[start of Entries]
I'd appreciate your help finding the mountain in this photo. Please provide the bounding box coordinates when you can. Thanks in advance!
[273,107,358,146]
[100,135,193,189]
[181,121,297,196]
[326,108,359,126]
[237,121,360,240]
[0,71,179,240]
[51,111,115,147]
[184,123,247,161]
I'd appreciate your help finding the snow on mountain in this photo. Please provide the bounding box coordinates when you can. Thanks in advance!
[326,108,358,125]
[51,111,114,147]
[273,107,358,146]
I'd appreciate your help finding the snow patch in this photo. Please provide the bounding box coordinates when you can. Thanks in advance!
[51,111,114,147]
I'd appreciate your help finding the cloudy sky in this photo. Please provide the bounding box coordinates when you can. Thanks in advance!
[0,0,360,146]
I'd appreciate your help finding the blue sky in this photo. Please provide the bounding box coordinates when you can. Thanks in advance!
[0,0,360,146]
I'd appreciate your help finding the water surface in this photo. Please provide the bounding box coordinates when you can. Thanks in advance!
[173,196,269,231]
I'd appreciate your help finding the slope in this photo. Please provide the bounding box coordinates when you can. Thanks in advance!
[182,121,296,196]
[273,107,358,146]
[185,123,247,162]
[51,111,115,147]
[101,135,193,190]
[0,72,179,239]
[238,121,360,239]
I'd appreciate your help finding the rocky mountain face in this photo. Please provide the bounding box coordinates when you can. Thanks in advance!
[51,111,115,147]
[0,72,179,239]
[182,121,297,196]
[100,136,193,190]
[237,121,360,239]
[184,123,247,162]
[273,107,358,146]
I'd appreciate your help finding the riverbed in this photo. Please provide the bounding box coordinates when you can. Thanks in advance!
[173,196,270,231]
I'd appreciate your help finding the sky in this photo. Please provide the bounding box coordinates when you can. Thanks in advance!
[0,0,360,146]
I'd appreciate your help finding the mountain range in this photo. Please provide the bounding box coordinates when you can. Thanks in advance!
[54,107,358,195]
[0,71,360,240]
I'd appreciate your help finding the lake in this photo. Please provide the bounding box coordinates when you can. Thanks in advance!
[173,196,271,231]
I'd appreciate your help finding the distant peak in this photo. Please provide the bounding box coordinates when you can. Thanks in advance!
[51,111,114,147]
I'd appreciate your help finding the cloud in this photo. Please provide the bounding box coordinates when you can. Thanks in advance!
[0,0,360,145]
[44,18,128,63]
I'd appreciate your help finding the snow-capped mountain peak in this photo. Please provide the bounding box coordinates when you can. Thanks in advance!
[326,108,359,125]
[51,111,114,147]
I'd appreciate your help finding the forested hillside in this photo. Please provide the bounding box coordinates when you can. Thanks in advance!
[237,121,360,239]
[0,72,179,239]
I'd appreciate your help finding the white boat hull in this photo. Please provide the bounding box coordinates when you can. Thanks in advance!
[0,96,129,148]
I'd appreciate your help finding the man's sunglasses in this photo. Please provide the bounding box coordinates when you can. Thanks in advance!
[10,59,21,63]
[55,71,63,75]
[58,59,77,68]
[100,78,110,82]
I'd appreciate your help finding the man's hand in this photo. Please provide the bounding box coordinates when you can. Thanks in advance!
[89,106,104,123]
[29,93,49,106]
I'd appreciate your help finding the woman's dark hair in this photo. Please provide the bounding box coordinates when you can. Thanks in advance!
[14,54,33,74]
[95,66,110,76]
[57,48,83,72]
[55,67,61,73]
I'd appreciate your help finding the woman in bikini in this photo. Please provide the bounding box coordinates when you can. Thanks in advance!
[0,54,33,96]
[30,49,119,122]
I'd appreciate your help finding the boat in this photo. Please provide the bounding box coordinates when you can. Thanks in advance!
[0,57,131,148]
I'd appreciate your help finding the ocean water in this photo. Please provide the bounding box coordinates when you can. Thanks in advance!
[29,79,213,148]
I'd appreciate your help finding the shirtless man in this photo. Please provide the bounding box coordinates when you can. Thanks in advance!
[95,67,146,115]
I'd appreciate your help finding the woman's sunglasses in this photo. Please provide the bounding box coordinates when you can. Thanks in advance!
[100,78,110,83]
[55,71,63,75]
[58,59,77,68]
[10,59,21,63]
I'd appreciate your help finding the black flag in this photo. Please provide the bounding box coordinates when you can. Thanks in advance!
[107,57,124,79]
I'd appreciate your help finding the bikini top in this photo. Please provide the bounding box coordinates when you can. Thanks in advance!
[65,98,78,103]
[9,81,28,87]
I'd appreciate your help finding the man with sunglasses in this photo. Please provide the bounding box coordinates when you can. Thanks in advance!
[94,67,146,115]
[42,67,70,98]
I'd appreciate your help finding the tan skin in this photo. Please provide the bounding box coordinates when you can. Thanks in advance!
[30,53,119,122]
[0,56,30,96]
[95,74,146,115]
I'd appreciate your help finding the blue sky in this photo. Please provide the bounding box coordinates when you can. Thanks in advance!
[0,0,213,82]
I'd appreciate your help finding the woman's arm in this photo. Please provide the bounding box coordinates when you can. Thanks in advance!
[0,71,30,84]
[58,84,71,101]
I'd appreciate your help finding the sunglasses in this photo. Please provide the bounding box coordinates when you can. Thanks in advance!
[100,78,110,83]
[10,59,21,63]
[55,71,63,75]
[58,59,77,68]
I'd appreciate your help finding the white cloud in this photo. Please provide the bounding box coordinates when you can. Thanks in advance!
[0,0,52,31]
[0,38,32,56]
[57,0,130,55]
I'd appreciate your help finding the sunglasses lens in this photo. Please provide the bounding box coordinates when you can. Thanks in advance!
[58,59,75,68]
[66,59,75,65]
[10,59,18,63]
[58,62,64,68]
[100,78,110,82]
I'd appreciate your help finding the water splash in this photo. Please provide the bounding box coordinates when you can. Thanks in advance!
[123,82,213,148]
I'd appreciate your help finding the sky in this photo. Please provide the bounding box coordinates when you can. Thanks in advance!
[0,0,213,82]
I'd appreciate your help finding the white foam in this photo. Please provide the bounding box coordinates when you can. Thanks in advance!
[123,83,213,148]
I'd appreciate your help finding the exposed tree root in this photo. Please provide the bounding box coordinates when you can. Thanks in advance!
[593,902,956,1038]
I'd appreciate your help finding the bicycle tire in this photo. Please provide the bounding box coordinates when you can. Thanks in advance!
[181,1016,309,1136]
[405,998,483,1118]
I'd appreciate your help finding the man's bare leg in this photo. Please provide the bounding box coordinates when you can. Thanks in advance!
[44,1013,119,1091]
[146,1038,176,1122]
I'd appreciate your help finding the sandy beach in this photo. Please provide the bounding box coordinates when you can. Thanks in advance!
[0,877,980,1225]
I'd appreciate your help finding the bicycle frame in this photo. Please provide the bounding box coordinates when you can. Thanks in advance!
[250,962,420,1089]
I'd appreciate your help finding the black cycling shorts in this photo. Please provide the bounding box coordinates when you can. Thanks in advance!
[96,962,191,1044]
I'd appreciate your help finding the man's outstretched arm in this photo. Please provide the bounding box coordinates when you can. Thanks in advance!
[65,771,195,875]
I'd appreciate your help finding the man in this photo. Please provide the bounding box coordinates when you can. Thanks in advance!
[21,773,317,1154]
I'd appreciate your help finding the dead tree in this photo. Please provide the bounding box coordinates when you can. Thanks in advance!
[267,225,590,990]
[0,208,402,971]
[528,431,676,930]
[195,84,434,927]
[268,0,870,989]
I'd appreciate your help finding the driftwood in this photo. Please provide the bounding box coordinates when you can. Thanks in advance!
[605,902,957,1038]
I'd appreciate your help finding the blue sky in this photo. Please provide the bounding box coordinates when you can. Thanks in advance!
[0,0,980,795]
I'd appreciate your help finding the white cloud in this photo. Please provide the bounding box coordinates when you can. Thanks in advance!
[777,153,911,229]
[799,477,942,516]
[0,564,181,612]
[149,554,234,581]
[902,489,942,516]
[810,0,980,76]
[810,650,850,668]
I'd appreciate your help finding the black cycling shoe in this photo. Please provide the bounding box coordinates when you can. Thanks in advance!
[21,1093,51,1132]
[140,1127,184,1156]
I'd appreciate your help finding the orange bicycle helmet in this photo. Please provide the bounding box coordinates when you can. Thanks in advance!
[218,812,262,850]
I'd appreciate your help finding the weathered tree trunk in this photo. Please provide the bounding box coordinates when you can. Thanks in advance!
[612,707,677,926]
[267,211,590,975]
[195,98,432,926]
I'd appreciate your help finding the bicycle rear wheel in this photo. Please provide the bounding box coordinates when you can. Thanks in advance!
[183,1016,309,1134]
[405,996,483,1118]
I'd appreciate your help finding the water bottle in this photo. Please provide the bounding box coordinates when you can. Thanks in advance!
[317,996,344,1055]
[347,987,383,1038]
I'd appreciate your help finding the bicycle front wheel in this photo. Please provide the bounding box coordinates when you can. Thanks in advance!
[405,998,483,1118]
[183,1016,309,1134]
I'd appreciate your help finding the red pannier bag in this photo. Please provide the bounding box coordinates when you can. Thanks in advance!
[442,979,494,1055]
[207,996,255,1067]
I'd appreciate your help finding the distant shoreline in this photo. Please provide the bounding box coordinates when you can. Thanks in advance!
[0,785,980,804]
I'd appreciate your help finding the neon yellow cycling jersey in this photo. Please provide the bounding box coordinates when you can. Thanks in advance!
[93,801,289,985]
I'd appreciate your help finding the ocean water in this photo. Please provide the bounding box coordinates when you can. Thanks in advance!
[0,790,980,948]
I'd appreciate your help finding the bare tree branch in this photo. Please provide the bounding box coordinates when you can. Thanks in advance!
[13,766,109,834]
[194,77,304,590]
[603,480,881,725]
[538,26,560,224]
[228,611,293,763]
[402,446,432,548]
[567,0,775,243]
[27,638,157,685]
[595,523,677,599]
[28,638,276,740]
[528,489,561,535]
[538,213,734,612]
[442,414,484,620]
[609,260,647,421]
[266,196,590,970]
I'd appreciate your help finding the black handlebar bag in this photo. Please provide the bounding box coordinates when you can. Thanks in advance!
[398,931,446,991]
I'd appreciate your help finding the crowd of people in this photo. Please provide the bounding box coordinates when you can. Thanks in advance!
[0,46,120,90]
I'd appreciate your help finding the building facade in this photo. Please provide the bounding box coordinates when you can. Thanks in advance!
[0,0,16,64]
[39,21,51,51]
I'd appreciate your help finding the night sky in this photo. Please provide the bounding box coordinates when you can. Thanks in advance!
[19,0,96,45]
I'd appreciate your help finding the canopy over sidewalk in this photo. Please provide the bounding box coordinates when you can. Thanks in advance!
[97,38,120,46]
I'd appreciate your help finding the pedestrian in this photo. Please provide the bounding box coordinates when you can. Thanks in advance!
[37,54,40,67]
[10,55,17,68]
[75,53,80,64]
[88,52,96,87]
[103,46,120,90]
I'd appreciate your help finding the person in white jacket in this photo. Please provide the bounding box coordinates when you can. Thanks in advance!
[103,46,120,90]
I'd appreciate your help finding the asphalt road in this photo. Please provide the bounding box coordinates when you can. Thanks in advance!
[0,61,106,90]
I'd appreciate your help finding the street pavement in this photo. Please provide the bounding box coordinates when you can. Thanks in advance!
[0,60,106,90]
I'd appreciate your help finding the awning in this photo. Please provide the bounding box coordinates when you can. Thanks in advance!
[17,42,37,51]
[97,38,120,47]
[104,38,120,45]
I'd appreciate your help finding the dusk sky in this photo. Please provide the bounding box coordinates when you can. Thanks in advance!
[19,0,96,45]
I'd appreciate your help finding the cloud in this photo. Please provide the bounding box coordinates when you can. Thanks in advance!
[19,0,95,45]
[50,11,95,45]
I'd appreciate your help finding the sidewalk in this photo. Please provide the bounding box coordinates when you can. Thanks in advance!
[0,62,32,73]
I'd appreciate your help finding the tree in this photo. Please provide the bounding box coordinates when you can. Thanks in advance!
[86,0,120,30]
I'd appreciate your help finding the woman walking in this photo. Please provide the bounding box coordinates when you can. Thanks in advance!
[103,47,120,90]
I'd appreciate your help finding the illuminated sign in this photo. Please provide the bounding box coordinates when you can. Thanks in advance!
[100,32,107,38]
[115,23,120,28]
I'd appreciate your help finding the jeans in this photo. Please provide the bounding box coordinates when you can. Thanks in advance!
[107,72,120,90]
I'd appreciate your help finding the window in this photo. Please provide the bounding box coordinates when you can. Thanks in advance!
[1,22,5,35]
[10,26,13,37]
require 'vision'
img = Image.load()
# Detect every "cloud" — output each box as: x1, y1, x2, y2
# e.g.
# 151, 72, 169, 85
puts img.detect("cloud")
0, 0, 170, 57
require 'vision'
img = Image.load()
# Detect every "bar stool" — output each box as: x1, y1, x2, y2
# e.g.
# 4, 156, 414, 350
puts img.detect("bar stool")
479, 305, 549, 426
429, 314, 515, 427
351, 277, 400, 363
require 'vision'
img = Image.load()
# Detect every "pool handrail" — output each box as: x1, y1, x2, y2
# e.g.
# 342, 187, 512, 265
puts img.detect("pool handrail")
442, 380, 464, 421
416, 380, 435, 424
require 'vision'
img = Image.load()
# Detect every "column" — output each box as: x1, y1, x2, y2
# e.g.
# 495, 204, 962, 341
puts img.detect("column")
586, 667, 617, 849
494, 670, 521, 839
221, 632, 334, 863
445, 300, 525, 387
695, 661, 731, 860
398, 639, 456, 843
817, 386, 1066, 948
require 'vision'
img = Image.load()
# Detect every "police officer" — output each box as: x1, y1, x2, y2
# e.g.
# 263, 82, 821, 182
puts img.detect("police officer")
[end of Entries]
Count the lines in the items that contain the string "puts", treating case as significant. Give only the number.

5